• 任务说明: 统计下方记录中包含字符串“band”的行数，区分大小写，只写出数字。

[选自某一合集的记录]
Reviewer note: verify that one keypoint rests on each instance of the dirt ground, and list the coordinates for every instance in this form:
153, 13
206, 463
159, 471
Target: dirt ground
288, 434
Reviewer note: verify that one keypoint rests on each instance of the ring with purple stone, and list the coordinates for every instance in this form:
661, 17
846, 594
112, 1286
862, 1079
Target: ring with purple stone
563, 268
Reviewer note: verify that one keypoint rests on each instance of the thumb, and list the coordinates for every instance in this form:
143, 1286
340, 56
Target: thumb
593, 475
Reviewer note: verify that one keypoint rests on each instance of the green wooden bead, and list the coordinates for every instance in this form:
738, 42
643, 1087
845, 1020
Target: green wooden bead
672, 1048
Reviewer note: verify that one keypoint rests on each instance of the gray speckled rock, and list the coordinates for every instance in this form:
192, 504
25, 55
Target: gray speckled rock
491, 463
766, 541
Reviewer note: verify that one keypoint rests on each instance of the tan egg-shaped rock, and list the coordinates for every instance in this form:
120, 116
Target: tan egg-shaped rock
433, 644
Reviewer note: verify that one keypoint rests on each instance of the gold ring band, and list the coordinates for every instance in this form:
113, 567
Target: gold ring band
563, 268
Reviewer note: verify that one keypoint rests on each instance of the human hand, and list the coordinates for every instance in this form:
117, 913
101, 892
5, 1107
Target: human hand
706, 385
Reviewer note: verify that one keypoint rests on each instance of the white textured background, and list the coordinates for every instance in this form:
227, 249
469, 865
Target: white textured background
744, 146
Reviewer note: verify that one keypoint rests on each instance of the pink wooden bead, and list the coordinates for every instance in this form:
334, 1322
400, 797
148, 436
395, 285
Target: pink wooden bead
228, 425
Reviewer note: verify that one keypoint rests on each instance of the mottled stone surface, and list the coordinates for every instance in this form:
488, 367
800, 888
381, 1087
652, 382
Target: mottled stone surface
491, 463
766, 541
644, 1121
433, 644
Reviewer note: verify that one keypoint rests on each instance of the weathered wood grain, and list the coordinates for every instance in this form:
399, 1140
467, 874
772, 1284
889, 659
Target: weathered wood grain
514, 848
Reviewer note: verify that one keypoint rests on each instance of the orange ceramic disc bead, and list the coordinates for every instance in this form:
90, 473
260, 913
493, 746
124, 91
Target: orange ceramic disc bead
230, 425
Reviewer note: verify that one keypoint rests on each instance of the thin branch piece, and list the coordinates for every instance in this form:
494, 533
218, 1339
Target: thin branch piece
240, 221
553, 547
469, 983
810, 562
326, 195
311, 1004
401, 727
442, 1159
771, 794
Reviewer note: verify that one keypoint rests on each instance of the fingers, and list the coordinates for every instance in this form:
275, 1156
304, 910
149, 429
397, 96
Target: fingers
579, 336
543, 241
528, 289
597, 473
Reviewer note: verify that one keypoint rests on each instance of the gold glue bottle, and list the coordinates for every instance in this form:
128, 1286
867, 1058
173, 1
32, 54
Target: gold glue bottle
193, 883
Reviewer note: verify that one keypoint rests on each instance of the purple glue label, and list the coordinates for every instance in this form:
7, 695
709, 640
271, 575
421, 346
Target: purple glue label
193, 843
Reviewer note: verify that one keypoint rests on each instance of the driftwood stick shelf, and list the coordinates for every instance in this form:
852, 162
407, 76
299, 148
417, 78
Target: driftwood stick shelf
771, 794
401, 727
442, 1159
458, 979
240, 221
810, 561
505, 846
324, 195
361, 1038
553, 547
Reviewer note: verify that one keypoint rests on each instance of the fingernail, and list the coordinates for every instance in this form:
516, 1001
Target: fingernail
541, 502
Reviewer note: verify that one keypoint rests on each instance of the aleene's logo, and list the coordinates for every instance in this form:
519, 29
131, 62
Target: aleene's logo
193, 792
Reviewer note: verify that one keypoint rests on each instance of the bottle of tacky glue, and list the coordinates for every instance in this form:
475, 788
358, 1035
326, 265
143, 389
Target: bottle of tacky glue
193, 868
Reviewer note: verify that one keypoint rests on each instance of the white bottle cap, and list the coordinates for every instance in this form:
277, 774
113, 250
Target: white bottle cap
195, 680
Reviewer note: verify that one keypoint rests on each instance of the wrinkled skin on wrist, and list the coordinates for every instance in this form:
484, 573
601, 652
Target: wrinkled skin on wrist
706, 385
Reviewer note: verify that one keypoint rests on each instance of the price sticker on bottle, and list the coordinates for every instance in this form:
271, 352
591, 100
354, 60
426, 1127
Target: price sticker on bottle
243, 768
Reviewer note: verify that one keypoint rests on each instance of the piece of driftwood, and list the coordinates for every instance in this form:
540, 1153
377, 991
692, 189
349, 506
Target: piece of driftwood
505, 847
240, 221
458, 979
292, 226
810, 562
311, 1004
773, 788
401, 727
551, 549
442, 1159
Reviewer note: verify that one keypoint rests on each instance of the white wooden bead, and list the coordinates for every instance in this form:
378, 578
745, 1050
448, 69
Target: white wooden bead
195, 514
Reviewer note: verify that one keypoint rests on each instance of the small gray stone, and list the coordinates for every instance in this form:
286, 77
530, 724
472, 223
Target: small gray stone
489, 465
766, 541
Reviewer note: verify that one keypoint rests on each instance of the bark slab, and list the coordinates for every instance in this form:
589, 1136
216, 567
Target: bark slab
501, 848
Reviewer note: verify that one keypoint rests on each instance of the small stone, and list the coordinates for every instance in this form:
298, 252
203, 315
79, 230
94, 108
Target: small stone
---
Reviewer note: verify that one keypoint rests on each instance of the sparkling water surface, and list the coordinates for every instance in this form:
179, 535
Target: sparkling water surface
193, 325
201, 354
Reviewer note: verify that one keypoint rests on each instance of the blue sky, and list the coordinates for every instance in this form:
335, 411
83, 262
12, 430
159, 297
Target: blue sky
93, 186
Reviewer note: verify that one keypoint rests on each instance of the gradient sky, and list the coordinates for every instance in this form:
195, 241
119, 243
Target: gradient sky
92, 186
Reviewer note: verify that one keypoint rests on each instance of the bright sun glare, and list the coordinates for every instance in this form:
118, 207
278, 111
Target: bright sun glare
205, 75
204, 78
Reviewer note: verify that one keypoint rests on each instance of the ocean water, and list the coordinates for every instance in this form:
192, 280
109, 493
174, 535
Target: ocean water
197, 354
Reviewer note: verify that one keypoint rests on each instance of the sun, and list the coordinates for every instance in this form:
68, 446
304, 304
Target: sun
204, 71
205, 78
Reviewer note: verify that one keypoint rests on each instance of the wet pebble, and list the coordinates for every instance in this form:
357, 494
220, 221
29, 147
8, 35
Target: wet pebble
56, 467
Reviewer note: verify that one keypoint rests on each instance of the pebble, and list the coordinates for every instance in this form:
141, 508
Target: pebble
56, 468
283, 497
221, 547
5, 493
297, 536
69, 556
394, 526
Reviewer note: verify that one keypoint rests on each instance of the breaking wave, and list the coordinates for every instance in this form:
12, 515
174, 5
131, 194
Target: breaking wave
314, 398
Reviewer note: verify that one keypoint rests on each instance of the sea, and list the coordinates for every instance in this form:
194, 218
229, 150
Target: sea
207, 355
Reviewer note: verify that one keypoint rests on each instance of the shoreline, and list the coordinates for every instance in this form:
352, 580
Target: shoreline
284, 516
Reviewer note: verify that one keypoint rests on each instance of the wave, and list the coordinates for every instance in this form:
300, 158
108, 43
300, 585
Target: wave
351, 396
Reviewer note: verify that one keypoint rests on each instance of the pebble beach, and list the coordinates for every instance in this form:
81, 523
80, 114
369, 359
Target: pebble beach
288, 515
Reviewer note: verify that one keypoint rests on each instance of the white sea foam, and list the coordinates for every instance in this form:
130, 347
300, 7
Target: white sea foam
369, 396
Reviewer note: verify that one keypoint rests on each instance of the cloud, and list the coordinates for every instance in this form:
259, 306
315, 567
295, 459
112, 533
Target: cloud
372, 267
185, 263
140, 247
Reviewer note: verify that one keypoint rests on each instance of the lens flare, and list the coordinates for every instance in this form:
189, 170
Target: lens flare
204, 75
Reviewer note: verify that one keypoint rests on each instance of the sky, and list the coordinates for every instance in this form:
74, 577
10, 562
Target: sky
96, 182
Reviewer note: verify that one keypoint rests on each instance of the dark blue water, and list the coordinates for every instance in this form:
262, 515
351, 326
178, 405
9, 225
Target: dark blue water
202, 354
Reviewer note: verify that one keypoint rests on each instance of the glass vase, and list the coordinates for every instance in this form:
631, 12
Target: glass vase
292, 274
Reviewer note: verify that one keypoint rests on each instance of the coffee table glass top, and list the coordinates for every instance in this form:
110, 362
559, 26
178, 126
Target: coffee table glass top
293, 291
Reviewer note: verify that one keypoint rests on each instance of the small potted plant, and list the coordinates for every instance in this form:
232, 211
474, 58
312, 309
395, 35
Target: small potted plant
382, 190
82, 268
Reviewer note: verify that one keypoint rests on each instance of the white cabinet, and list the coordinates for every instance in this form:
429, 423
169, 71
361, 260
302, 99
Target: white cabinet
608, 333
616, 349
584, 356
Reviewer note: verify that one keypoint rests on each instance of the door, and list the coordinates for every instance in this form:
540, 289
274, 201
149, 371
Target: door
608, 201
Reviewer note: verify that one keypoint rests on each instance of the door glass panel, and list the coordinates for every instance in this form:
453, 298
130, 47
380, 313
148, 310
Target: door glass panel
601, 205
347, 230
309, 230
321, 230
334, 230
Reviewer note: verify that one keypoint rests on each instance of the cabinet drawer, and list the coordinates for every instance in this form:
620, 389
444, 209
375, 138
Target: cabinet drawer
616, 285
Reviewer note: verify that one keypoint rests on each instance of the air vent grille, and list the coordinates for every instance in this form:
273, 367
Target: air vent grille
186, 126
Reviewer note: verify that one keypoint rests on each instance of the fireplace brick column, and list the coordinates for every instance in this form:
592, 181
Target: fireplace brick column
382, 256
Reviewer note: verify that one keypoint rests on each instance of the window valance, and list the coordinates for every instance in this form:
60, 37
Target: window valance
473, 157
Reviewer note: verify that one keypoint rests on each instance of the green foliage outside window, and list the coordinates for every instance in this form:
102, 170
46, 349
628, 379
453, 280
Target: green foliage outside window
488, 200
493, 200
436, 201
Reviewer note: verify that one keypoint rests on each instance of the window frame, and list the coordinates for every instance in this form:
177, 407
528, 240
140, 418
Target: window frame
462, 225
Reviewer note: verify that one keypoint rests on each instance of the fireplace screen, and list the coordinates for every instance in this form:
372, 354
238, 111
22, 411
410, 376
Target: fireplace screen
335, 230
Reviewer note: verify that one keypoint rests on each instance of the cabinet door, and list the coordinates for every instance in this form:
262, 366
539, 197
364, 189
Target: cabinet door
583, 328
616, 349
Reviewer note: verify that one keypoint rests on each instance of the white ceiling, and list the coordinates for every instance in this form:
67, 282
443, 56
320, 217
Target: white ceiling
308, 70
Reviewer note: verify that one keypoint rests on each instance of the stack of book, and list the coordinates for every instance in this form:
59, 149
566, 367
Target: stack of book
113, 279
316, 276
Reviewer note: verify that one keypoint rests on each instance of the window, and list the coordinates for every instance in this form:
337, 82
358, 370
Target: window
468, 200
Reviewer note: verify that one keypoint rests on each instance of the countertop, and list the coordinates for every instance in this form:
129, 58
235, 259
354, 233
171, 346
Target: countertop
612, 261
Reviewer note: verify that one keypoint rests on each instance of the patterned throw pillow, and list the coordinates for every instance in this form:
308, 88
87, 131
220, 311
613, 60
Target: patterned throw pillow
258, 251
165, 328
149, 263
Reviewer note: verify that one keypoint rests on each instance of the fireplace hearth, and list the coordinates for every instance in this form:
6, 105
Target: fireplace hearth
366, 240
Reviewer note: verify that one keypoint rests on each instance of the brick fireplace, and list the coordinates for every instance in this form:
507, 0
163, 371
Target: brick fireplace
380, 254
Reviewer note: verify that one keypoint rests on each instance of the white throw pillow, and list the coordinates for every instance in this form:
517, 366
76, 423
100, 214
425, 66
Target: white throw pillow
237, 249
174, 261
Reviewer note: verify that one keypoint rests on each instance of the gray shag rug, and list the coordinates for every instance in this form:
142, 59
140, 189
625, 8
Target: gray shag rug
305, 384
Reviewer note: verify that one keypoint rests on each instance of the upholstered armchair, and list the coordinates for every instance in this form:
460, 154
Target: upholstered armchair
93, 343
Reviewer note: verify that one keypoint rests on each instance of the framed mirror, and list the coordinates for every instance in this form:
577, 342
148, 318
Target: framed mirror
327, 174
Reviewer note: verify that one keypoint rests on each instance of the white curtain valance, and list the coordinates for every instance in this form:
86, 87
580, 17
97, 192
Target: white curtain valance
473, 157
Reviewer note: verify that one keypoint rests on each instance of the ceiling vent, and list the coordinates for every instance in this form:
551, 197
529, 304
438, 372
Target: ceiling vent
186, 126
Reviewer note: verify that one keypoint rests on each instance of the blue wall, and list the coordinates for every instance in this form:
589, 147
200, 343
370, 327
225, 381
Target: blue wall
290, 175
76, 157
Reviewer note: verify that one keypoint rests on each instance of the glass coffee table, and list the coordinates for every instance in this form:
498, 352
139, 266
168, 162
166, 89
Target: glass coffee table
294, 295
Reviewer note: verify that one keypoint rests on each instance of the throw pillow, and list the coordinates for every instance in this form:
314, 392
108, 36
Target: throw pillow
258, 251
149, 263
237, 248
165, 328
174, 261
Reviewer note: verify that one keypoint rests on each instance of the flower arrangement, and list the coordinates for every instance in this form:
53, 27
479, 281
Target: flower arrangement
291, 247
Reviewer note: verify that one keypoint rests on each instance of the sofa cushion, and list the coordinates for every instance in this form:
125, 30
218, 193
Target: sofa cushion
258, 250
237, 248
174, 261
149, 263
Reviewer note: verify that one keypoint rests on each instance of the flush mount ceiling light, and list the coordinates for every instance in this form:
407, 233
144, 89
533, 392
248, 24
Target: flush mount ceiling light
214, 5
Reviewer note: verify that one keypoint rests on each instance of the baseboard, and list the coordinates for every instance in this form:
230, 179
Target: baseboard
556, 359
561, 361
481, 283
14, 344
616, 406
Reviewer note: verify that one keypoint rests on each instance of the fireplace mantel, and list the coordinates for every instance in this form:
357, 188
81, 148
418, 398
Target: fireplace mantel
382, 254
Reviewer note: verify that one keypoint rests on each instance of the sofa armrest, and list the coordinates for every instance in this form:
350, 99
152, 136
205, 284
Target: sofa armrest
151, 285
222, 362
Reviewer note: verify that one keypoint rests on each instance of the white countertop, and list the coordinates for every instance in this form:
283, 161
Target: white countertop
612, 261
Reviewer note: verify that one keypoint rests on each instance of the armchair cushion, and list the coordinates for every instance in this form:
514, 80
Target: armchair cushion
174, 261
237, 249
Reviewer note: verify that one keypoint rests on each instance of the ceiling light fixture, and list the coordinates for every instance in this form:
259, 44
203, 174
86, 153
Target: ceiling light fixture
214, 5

• 完整输出: 2